▶ EXERCISE TASK
Answer these questions from the passage on business cases:
(a) How much did Segway spend developing its product?
(b) Whom did Nike target in the beginning?
(c) For how long did Nike's founders keep their day jobs?

▶ SELECTION
Ostrovitz said business owners should get back to the basics. Even if you are already an established small business owner, it’s good to re-evaluate what you’re doing. 

She highlighted a few business cases, a winner and a loser.

Business Case No. 1: Segway

The technology developed for Segway has been used in many other products, and the concept around it has ended up being very successful for other companies. Unfortunately, it wasn’t successful for Segway.

The company was developed by a renowned inventor and entrepreneur who holds more than 100 U.S. patents. He had significant financial backing and spent $100 million developing the product. Even before its launch, the company predicted $1 billion in sales, which would have been a historical record.

But the company didn’t want people to know about the technology they were using to create the product, and they didn’t talk to customers. The company didn’t test or identify the problem they were solving clearly enough to understand the optimal solution.

“Segway moved technology forward for the rest of us, but they were very unsuccessful,” Ostrovitz said. Their strategy lacked the human component of what a business is trying to do, which is to solve problems and offer value to people. 

Business Case No. 2: Nike

In the beginning, Nike targeted competitive runners who were aiming to qualify for the Olympics. The founders kept their day jobs for the first 10 years of the company to keep the overhead low, and the first products were developed by a track coach with a deep understanding of his target market. Prototypes were tested on college and elite athletes before being manufactured.

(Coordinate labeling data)

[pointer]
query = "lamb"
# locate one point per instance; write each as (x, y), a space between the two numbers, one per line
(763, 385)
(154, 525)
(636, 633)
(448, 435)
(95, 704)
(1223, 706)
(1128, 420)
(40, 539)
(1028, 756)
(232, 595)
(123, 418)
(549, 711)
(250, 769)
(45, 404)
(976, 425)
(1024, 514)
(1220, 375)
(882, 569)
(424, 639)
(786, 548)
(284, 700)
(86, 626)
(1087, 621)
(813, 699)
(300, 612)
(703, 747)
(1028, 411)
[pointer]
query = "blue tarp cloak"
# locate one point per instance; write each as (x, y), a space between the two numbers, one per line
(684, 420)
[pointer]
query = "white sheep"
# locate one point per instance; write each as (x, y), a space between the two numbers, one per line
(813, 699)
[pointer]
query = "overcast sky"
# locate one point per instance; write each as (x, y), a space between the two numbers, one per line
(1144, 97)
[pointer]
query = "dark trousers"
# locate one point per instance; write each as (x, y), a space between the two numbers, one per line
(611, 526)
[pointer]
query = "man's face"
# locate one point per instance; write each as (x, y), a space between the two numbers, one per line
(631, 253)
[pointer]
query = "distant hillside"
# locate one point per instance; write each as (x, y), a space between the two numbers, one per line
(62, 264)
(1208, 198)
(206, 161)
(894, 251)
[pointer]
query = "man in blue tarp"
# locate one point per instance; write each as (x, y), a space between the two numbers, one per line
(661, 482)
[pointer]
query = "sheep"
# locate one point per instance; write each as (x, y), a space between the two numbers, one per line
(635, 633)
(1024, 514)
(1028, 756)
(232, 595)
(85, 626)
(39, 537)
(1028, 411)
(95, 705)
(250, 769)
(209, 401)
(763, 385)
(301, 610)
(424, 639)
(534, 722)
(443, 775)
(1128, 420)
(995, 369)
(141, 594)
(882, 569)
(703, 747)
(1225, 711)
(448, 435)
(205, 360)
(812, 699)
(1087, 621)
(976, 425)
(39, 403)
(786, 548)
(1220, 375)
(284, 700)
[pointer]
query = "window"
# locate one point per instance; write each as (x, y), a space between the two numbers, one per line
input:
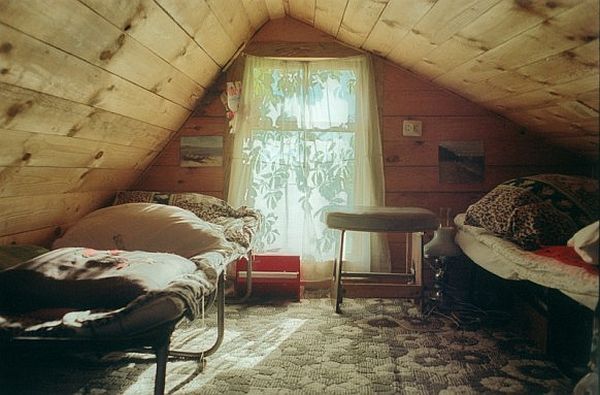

▶ RESULT OF THE EXERCISE
(a) $100 million.
(b) Competitive runners who were aiming to qualify for the Olympics.
(c) For the first 10 years of the company.